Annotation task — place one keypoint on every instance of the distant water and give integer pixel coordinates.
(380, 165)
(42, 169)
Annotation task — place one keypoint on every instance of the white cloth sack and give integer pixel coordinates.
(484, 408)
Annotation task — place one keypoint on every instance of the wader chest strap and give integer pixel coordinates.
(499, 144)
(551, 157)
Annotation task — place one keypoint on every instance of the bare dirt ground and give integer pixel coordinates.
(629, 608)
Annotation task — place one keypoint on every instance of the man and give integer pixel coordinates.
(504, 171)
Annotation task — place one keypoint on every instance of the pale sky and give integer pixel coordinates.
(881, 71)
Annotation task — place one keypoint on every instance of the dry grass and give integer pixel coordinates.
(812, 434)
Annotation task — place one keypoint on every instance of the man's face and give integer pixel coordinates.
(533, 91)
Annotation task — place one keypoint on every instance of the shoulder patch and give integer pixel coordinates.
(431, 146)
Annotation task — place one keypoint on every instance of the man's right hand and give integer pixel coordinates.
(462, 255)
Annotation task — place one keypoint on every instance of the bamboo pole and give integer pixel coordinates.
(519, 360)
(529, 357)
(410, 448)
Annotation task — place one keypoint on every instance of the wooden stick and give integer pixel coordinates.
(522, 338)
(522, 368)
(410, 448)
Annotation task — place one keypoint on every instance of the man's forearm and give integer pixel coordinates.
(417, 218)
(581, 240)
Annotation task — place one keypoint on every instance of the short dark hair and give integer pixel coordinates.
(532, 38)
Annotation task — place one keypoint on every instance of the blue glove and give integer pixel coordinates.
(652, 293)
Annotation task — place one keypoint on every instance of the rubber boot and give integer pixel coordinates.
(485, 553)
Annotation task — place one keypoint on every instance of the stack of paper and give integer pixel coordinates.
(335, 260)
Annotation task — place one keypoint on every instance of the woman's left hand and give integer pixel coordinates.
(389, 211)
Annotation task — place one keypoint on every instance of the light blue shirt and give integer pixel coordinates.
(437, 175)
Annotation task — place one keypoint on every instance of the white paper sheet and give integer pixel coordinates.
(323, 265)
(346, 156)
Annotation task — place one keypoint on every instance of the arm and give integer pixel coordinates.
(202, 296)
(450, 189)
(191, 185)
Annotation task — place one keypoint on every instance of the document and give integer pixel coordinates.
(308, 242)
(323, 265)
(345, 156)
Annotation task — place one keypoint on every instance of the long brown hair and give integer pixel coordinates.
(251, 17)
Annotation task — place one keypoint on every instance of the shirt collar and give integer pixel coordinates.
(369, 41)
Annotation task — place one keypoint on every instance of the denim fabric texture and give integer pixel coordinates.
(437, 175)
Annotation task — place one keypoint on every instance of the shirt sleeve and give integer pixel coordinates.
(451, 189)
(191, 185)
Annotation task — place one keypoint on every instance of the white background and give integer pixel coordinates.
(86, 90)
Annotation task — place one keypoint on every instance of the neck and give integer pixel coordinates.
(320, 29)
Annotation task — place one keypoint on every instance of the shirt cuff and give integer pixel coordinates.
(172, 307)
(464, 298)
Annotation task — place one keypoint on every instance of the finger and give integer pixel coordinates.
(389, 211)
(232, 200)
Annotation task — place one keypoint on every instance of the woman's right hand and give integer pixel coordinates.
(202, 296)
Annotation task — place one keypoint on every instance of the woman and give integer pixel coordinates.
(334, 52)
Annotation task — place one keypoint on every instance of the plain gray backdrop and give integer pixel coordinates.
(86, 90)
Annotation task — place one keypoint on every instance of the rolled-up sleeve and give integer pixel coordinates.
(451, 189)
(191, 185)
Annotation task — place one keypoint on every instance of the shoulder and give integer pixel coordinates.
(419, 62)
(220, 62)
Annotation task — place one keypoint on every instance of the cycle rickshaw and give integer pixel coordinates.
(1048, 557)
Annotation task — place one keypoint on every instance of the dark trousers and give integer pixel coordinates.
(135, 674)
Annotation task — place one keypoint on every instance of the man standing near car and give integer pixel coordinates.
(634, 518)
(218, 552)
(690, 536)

### WHAT YOU WILL DO
Please copy all of the data above exactly.

### TASK SOLUTION
Annotation task — place one keypoint on every instance of the distant water and give integer pixel coordinates.
(380, 165)
(42, 169)
Annotation task — place one keypoint on every instance of the white cloth sack and give integer pixel coordinates.
(484, 408)
Annotation task — place one keypoint on every instance of the wader chest strap and give integer pixel coordinates.
(499, 144)
(551, 157)
Annotation task — place one keypoint on every instance of the bare dirt ground and give integer pixel coordinates.
(629, 608)
Annotation task — place one keypoint on every instance of the man and give integer pixel coordinates.
(504, 171)
Annotation task — place one keypoint on every instance of the pale sky and give integer pixel coordinates.
(881, 71)
Annotation task — place one keypoint on every instance of the dry grass and give integer pixel coordinates.
(812, 434)
Annotation task — place one keypoint on every instance of the man's face and give integer pixel coordinates.
(533, 91)
Annotation task — place one keypoint on every instance of the shoulder patch and give integer pixel coordinates.
(431, 146)
Annotation task — place one keypoint on every instance of the man's right hand and give integer pixel coordinates.
(462, 255)
Annotation task — place one keypoint on every instance of the bamboo pole and give integer pixel coordinates.
(519, 360)
(529, 357)
(410, 448)
Annotation task — place one keypoint on every instance of the wooden stick and give integer pixel coordinates.
(522, 338)
(522, 368)
(410, 448)
Annotation task — place one keypoint on every instance of the man's forearm and give integer pixel coordinates.
(417, 218)
(581, 240)
Annotation task — place one keypoint on every instance of the short dark hair and give integer pixel coordinates.
(532, 38)
Annotation task — place one keypoint on every instance of the blue glove and give integer pixel coordinates.
(652, 293)
Annotation task — place one keypoint on every instance of the rubber boot and give integer pixel coordinates.
(485, 553)
Annotation task — place one keypoint on every instance of the stack of paper and give integer pixel coordinates.
(335, 260)
Annotation task — place one keypoint on every instance of the woman's left hand and give integer pixel coordinates.
(389, 211)
Annotation task — place one keypoint on every instance of the light blue shirt and give integer pixel coordinates.
(437, 175)
Annotation task — place one keypoint on every instance of the white paper sheet and give integer pixel coordinates.
(323, 265)
(346, 156)
Annotation task — place one keypoint on every instance of the arm and give integer pixel coordinates.
(202, 296)
(450, 189)
(191, 185)
Annotation task — place one keypoint on every instance of the document and give integer pixel coordinates.
(308, 242)
(323, 265)
(345, 156)
Annotation task — place one keypoint on every instance of the long brown hair and give integer pixel coordinates.
(251, 17)
Annotation task — place one keypoint on every instance of the shirt collar and give integer pixel coordinates.
(369, 41)
Annotation task — place one keypoint on every instance of the denim fabric texture and give integer pixel coordinates.
(437, 175)
Annotation task — place one keypoint on every instance of the shirt sleeve and give integer pixel coordinates.
(451, 189)
(191, 185)
Annotation task — place one keypoint on every instance of the white background and give integer pixel coordinates.
(86, 90)
Annotation task — place one keypoint on every instance of the neck and give integer pixel coordinates.
(320, 29)
Annotation task — place one keypoint on every instance of the shirt cuff and give integer pixel coordinates.
(172, 307)
(464, 298)
Annotation task — place one keypoint on every instance of the finger and give integer pixel coordinates.
(389, 211)
(232, 200)
Annotation task — place one keypoint on every instance of the woman's right hand and give integer pixel coordinates.
(202, 296)
Annotation task — place one keypoint on every instance of the woman and give integer pixel coordinates.
(334, 52)
Annotation task — place one keypoint on every instance of the plain gray backdrop and give integer pixel coordinates.
(86, 90)
Annotation task — place one keypoint on every instance of the rolled-up sleeve and give integer pixel coordinates.
(451, 189)
(191, 185)
Annotation task — place one keypoint on every instance of the shoulder and give integer pixel coordinates.
(419, 62)
(220, 62)
Annotation task — place one keypoint on every instance of the cycle rickshaw and give integer pixel coordinates.
(1048, 557)
Annotation task — place one keypoint on every instance of the dark trousers and give integer pixel coordinates.
(135, 674)
Annotation task — place one keypoint on every instance of the man standing near car and give integer pixel coordinates.
(634, 518)
(218, 552)
(690, 536)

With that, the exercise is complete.